• **TASK TO CARRY OUT**
Print each of the records below verbatim, line by line, with nothing altered, added, or left out.

━━━

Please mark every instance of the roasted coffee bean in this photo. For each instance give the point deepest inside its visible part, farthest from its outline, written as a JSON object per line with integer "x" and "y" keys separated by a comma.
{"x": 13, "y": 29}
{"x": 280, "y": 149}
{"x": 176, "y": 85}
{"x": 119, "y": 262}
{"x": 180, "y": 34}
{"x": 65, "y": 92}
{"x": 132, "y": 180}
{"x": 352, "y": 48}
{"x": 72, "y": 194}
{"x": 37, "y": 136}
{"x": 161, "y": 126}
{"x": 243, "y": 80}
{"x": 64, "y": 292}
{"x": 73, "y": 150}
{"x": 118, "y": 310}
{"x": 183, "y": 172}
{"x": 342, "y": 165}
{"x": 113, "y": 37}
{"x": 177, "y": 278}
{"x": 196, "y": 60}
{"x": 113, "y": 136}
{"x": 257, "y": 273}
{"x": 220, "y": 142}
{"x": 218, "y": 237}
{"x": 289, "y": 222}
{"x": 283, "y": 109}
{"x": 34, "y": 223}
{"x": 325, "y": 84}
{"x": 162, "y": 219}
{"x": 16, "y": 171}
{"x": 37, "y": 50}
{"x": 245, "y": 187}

━━━

• **CORRECT OUTPUT**
Please mark every instance of the roasted coffee bean in this photo. For each instance give the point deepest inside its visible part, farthest from its outline, written as a JSON object per line with integer "x" and "y" keys separated by a comma.
{"x": 13, "y": 29}
{"x": 280, "y": 149}
{"x": 176, "y": 85}
{"x": 119, "y": 262}
{"x": 180, "y": 34}
{"x": 65, "y": 92}
{"x": 132, "y": 180}
{"x": 352, "y": 48}
{"x": 72, "y": 194}
{"x": 37, "y": 136}
{"x": 161, "y": 126}
{"x": 243, "y": 80}
{"x": 64, "y": 292}
{"x": 73, "y": 150}
{"x": 118, "y": 310}
{"x": 183, "y": 172}
{"x": 342, "y": 165}
{"x": 113, "y": 37}
{"x": 177, "y": 278}
{"x": 196, "y": 60}
{"x": 113, "y": 136}
{"x": 257, "y": 273}
{"x": 220, "y": 142}
{"x": 218, "y": 237}
{"x": 289, "y": 222}
{"x": 283, "y": 109}
{"x": 34, "y": 223}
{"x": 325, "y": 84}
{"x": 162, "y": 219}
{"x": 16, "y": 171}
{"x": 37, "y": 50}
{"x": 245, "y": 187}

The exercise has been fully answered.